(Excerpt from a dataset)
┄┄┄┄┄┄┄┄┄┄

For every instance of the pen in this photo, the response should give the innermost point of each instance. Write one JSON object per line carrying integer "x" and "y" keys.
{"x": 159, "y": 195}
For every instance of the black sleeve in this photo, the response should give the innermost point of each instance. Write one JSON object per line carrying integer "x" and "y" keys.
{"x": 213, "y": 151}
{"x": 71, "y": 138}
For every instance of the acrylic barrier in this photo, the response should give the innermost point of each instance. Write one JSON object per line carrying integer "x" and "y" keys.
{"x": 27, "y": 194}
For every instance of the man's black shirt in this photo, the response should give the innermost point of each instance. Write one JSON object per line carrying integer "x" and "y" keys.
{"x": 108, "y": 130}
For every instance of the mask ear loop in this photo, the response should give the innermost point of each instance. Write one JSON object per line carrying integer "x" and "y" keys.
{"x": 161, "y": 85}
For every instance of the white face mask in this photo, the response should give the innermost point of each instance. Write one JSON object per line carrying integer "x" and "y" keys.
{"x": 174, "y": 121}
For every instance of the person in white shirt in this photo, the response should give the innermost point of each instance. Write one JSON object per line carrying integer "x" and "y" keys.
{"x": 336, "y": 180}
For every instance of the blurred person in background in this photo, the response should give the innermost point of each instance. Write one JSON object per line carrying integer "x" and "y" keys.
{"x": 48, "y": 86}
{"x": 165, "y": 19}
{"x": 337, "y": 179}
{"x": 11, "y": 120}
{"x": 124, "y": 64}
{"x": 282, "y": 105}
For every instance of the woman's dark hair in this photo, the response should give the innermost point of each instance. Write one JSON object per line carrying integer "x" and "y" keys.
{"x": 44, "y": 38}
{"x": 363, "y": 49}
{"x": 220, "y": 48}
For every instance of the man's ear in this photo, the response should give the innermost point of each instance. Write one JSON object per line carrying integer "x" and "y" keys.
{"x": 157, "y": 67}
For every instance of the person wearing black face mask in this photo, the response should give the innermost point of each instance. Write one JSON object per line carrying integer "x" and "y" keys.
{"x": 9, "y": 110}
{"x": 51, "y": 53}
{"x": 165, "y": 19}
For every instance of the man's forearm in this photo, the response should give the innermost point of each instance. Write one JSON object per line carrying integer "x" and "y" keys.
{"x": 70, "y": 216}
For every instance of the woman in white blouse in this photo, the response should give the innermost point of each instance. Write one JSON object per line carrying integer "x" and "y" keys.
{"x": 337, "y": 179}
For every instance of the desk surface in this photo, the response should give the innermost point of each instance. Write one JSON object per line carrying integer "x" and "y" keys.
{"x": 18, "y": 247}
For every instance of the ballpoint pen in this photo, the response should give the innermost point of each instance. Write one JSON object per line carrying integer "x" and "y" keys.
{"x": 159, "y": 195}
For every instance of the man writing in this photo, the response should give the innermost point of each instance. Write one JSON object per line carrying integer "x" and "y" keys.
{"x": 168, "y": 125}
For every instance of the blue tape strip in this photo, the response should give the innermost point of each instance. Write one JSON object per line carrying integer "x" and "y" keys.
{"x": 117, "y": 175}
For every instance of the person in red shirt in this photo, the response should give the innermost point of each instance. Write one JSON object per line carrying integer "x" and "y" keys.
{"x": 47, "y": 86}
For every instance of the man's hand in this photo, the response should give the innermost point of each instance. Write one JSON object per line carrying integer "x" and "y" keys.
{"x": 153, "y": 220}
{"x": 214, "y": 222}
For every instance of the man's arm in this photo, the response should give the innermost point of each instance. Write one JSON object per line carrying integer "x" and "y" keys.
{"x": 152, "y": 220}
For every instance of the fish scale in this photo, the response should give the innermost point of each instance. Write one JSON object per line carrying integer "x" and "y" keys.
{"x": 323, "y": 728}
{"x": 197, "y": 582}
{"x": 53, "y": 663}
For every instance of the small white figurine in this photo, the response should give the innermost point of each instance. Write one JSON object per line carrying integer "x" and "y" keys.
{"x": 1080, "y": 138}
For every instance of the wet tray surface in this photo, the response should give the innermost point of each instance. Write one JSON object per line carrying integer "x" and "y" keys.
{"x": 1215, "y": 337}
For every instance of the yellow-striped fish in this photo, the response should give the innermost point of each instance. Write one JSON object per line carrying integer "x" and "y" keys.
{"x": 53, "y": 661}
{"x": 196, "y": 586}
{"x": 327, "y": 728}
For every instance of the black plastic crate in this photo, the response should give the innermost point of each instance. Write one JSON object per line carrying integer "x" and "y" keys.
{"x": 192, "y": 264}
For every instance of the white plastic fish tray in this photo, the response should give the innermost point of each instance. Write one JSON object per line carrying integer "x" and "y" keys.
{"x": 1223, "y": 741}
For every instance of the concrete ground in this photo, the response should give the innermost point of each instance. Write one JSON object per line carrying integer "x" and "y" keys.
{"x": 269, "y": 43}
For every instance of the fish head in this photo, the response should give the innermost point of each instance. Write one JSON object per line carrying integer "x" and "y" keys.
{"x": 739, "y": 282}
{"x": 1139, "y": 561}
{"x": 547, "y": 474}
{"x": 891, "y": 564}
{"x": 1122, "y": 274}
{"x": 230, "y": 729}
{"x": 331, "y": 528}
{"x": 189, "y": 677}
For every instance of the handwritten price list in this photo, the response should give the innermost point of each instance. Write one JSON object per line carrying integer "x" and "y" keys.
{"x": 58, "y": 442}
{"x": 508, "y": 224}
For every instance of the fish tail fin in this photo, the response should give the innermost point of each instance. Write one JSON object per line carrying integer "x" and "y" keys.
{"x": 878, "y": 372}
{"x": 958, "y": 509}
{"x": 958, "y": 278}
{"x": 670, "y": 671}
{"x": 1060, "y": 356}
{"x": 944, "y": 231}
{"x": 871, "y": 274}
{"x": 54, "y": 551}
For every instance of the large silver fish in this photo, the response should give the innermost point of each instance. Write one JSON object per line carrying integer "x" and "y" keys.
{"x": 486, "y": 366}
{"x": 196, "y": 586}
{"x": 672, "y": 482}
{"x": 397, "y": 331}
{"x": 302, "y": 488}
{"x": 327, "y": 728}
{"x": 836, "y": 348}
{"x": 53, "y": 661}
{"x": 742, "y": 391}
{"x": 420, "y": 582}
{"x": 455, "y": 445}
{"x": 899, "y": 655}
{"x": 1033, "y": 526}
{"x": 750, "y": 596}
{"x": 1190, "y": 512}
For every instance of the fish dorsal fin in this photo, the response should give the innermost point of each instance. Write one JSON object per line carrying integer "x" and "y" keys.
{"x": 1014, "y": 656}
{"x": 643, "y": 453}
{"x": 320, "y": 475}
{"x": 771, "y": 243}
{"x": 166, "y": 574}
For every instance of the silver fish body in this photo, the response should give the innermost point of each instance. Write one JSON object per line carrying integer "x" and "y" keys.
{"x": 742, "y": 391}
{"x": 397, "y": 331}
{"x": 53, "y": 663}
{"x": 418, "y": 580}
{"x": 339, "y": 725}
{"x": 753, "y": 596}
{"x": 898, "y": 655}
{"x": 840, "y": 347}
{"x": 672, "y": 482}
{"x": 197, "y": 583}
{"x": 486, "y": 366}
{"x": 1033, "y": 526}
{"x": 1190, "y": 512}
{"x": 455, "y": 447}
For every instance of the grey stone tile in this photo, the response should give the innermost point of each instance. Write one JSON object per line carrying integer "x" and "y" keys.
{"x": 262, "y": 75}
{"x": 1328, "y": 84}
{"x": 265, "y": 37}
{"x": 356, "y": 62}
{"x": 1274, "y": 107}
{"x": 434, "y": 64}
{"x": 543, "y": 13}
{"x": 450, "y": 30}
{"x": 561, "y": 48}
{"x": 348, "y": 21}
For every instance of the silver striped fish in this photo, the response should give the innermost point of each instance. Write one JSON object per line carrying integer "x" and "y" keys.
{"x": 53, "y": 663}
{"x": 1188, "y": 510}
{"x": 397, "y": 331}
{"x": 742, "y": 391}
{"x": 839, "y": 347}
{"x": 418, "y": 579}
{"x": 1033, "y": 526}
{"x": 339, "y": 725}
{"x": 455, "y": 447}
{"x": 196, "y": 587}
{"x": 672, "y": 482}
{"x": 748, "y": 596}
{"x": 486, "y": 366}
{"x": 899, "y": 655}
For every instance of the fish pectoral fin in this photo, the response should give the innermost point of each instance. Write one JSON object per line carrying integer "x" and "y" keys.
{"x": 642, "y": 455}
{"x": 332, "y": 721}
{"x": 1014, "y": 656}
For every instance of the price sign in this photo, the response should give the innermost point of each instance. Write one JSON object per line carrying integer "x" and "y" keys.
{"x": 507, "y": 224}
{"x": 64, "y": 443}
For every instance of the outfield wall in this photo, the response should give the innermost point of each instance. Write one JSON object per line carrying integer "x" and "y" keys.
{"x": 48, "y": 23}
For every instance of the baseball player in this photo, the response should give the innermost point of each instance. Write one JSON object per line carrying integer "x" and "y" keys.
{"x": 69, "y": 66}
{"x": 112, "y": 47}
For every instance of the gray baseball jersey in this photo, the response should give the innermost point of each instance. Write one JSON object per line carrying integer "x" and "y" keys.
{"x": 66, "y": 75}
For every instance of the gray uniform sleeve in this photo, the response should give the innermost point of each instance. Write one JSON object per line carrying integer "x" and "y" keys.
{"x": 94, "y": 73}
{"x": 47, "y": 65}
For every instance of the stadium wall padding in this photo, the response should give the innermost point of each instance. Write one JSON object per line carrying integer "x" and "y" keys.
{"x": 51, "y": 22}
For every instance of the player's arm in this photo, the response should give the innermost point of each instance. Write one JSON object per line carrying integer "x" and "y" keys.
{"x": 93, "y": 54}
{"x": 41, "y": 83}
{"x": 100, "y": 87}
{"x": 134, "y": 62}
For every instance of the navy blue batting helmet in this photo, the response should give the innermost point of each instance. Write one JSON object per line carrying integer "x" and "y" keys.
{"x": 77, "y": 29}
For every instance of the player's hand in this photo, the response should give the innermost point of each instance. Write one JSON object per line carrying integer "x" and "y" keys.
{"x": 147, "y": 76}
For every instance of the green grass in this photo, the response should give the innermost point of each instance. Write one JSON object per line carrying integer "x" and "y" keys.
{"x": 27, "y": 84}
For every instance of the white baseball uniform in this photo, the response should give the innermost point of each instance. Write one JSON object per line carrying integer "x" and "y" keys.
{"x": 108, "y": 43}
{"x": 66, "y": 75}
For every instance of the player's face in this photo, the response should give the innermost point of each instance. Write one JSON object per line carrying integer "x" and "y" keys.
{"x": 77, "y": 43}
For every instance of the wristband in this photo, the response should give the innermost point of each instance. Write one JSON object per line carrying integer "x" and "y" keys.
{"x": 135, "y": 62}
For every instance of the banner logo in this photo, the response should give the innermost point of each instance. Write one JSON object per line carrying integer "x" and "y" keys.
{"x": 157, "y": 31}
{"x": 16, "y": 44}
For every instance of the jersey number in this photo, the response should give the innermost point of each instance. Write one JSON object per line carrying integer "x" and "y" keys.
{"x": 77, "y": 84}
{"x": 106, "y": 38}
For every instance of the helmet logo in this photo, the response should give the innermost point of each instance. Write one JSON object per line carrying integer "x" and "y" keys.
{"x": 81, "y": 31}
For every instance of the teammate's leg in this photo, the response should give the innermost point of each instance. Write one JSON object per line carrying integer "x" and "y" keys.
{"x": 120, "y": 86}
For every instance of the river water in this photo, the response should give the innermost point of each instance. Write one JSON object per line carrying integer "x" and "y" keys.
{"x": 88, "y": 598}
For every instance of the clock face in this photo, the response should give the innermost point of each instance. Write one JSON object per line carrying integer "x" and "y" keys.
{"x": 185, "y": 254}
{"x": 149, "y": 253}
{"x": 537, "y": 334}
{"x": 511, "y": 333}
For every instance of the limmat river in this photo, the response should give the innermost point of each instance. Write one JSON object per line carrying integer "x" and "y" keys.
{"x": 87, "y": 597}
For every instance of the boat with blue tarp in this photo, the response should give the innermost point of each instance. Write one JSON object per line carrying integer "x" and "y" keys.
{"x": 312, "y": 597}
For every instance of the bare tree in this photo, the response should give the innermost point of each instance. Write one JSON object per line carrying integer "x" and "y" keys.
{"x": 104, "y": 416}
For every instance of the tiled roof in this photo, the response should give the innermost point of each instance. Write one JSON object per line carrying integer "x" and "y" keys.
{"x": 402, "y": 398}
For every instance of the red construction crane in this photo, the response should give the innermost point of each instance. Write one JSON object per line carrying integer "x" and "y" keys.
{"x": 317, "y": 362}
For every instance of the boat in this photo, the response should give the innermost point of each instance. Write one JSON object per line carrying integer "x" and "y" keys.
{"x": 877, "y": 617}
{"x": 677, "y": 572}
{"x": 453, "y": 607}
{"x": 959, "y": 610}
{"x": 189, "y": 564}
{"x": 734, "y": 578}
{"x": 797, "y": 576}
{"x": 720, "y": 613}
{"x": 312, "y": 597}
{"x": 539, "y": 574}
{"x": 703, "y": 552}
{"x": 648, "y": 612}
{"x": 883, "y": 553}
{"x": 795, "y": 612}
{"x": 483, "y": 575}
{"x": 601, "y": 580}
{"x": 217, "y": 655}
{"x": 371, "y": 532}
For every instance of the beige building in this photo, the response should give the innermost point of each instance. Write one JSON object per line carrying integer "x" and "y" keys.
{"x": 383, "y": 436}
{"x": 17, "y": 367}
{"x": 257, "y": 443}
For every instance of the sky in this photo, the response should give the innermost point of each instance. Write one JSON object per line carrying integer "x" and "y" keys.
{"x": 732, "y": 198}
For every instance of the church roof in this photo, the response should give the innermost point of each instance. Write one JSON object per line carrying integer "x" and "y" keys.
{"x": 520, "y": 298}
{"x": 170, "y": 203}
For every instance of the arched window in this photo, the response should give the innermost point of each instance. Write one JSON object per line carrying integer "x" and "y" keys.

┄┄┄┄┄┄┄┄┄┄

→ **PROBLEM**:
Extract, exactly as they appear, the lines from the one containing "For every instance of the beige" through the final line.

→ **SOLUTION TO THIS EXERCISE**:
For every instance of the beige building in this photo, the response should give the innermost point of each instance. Write one JSON object per line carrying integer "x" and "y" keys.
{"x": 383, "y": 436}
{"x": 17, "y": 367}
{"x": 257, "y": 443}
For every instance of the sky in this photo, the response should give the innermost point of each instance. Write one JSON object per line carrying integer "x" and "y" keys.
{"x": 732, "y": 198}
For every instance of the church roof in this photo, the response should give the innermost point of each instance. Write one JSON object per line carrying integer "x" and "y" keys.
{"x": 520, "y": 298}
{"x": 170, "y": 203}
For every instance of the arched window in this photo, the response should give the innermost point of each instance. Write one JSON object per line carrying integer "x" and "y" keys.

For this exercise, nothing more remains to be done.